- 設問 1
下の対談について、次の問いに答えてください。
(a) 第10回の題は何か。
(b) 小野田さんは、自分は何が強いと言っているか。
(c) 糸井さんは、9回の裏で終わりといわれても何回までするかの例として、どの回を挙げているか。
- 設問 2
下の対談の一部を一字一句違えずに書き写すこと。「糸井 ご自分でおっしゃるように」を含む語句から始め、「ひょっとしたらあるのかなあと思う。」で終える。

- 本文抜粋

CHILD
これでも教育の話?
どんな子供に育ってほしいかを、
ざっくばらんに。

第10回 勝つまでは、ゲームは終わらせない

糸井 ご自分でおっしゃるように
我の強い子どもだったんでしょうけれども、
生きる長さについてのレンジが長いというか、
失敗も含めて、
「意外に長く生きるものだから」
と考えておられるような気がするんですよ。

生き急いでいるかんじがちっともないんです。
小野田さんには、気の長い一面が
ひょっとしたらあるのかなあと思う。
小野田 いや、負けん気が強いから、
それだけだろうね。
糸井 どういうことしょう?
小野田 負けたくなきゃ
頑張るしかないですもん。
糸井 (笑)・・・ああ、そうしたら、
9回の裏でゲームは終わりといわれても、
10回でも12回でもして、
こっちが点数をたくさん入れるまでは
終わりにしないということ?

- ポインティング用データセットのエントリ

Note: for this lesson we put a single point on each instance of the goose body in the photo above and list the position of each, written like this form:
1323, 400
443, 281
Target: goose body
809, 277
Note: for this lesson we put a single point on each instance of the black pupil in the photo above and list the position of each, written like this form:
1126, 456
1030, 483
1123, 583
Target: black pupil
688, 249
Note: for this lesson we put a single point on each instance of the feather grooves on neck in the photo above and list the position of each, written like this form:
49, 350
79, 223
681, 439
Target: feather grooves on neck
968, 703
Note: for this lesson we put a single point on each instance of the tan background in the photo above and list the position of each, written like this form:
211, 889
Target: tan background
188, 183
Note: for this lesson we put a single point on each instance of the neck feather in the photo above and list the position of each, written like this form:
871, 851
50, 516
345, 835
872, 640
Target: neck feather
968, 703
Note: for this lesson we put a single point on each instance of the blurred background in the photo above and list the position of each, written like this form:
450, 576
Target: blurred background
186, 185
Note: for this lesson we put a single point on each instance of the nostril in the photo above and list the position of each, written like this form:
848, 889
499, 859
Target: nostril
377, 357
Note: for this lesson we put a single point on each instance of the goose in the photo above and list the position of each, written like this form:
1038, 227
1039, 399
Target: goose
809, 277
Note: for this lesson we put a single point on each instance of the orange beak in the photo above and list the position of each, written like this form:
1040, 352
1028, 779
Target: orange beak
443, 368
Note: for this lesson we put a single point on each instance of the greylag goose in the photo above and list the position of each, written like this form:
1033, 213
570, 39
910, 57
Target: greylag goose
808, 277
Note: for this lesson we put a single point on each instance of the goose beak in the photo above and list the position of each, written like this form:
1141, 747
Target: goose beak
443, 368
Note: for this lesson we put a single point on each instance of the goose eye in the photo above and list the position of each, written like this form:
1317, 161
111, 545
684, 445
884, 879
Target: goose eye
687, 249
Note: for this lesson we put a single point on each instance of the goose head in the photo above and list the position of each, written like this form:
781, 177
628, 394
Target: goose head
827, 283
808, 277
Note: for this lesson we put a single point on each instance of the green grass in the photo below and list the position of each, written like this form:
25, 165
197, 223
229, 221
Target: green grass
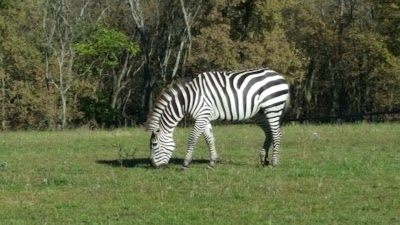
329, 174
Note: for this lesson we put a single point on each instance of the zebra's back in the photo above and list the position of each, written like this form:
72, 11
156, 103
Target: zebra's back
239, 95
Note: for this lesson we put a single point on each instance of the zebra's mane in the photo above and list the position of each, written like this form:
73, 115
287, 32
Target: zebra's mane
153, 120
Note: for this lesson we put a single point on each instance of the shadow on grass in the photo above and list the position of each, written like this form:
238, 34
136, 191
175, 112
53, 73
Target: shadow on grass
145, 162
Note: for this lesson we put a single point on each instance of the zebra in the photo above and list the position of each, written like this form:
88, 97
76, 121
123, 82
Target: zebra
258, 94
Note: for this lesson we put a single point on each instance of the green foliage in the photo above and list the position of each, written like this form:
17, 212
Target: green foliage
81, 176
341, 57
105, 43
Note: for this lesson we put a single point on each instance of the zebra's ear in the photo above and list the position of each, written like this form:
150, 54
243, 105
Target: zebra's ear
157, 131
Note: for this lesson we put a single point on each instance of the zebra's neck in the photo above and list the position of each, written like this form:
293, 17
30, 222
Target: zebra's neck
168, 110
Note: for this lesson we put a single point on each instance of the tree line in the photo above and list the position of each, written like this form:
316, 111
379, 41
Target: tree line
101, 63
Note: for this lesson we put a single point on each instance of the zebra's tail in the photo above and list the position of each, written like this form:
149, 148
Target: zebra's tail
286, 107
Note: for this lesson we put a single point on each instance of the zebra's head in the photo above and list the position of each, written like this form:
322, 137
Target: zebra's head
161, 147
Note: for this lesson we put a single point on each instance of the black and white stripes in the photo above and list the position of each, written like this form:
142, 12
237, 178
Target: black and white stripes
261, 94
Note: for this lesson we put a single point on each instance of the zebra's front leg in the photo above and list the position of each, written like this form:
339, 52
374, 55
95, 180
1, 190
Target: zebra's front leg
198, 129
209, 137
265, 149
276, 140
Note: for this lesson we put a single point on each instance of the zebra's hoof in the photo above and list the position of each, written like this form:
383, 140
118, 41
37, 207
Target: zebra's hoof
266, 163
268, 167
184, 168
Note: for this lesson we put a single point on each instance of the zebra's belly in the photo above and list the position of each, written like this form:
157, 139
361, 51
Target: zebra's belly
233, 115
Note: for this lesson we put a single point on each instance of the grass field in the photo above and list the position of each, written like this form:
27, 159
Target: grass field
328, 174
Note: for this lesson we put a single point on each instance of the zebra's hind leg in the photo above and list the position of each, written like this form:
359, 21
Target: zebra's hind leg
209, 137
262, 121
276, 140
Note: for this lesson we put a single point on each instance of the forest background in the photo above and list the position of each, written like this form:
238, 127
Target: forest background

- 正解 1
(a) 勝つまでは、ゲームは終わらせない
(b) 負けん気
(c) 10回と12回

- 正解 2
糸井 ご自分でおっしゃるように
我の強い子どもだったんでしょうけれども、
生きる長さについてのレンジが長いというか、
失敗も含めて、
「意外に長く生きるものだから」
と考えておられるような気がするんですよ。

生き急いでいるかんじがちっともないんです。
小野田さんには、気の長い一面が
ひょっとしたらあるのかなあと思う。